▶ **Extracted text**:
*-*-*

When I first started writing this column in January of 2005 the intent was to keep readers up to date on what is happening at The Marion Star. I wanted to let people in on the way we make decisions on what we cover, what we don't cover and why we do the things we do.
I also wanted to add a human element.
Often the decisions I make are based on past experience. I have worked in the media business since 1985. I have been a reporter, a radio DJ, a sports broadcaster, a paginator, a photographer, a paste-up artist, a photo-tech, an online editor, an assistant managing editor, and a managing editor.
Nearly every day, we make a decision about one thing or another that calls on experience. It might be something big, like how we are going to pursue a story or something small, like how best to crop a photo.
My personal experience comes into play as well. We all have lives outside our place of work. We have families and friends that color our lives and alter our perspectives.
Almost every decision requires you to think like a journalist and call upon your experience and knowledge to make sound ethical judgments, but you also have to think like a reader and call upon your experience has a father, friend and community member.
It might be journalistically sound to reveal the name of a juvenile offender, but the father in you tells you that the name can wait while more of the story is pursued.
Nothing changed my perspective on how I run this office more than the cancer diagnosis I received almost three years ago.
I don't think there is anybody in my field that hasn't contemplated the possibility of dropping dead at their desk.
Anxiety is a byproduct of our work. So is stress and emotion. We also spend a lot of time at our desks, exercising only our fingers, and the meals we gulp down at our desks are hardly the most healthy available
This job might eventually kill me. If it does, we'll be even, because in 2006 this job saved my life.
I was writing an editorial about colon cancer. March is, after all, Colorectal Cancer Awareness Month. As part of the editorial I started to list the symptoms of colorectal cancer.
As I transferred the symptoms from the American Cancer Society's Web page into the editorial, I checked them off in my mind.
I had enough of the symptoms to get me worried.
Taken separately, the symptoms are common enough and explainable. It was not until I saw them listed together that I thought maybe something more than my diet was causing me problems.
Getting beat up with radiation and chemotherapy, months of anticipating major surgery and learning to live with a body that has been altered forever changes you.
It doesn't take the fight out of you, but it makes you consider what you are fighting about and for.

*-*-*

[Dataset entries]
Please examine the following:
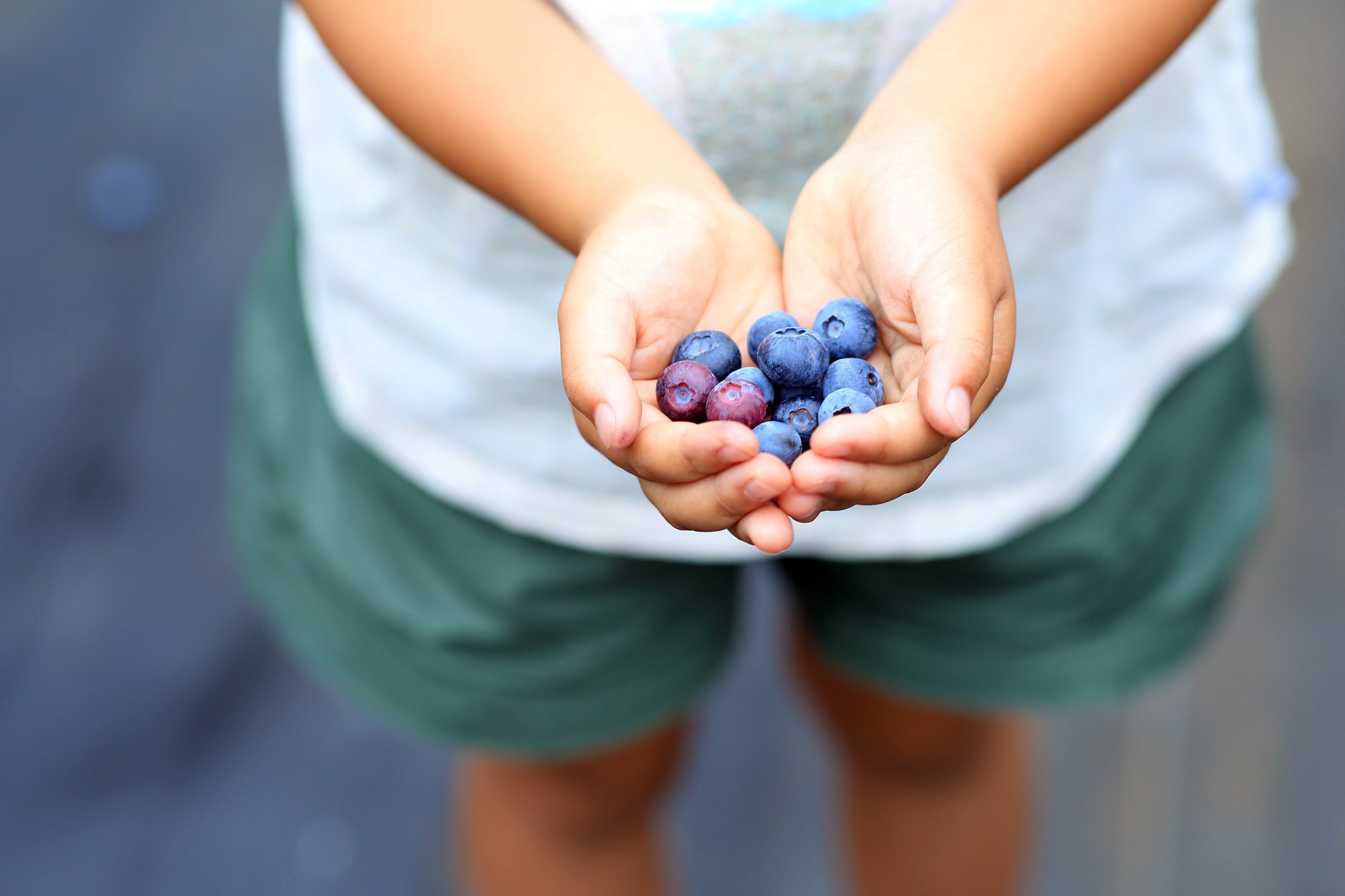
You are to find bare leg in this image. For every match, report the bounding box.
[456,724,686,896]
[794,635,1032,896]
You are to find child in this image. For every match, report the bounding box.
[237,0,1290,896]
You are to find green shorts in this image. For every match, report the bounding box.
[233,215,1272,756]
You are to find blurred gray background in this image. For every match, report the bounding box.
[0,0,1345,896]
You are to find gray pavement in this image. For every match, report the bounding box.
[0,0,1345,896]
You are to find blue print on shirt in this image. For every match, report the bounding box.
[655,0,884,28]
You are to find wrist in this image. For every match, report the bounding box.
[574,167,737,251]
[834,110,1007,200]
[576,177,748,251]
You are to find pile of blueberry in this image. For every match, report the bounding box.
[655,298,882,464]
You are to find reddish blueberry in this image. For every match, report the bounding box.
[654,360,718,422]
[725,367,775,403]
[775,395,820,448]
[705,376,771,429]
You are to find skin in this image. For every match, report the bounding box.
[301,0,1212,896]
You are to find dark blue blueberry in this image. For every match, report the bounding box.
[654,360,716,422]
[818,389,878,423]
[757,327,831,386]
[672,329,742,379]
[775,380,826,402]
[725,367,775,403]
[812,298,878,358]
[822,358,884,405]
[775,397,822,448]
[81,156,164,233]
[752,419,803,467]
[748,311,799,363]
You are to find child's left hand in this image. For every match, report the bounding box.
[776,126,1014,522]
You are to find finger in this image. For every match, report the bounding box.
[791,448,948,510]
[574,406,760,483]
[558,259,642,450]
[729,503,794,555]
[810,401,948,464]
[640,454,791,532]
[917,282,1006,438]
[775,486,830,522]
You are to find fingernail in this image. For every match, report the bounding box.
[943,386,971,432]
[718,445,749,464]
[742,479,776,501]
[593,402,616,451]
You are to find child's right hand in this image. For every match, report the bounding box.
[560,191,794,555]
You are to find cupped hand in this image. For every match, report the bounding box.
[560,192,794,555]
[776,133,1014,522]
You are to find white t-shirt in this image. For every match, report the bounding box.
[282,0,1293,561]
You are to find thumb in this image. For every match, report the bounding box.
[917,286,1003,438]
[558,261,642,451]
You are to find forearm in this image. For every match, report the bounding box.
[301,0,728,250]
[851,0,1215,194]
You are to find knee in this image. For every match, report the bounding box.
[795,635,1028,784]
[463,725,685,845]
[834,705,1024,784]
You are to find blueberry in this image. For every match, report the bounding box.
[775,397,822,448]
[654,360,717,422]
[775,380,826,403]
[752,419,803,467]
[705,376,771,429]
[812,298,878,358]
[822,358,884,405]
[672,329,742,379]
[748,311,799,363]
[757,327,831,386]
[818,389,878,423]
[725,367,775,403]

*-*-*

▶ **What you should do**: Write out the newspaper column word for word, beginning with "As I transferred" and ending after "get me worried.".

▶ **Result of the task**:
As I transferred the symptoms from the American Cancer Society's Web page into the editorial, I checked them off in my mind.
I had enough of the symptoms to get me worried.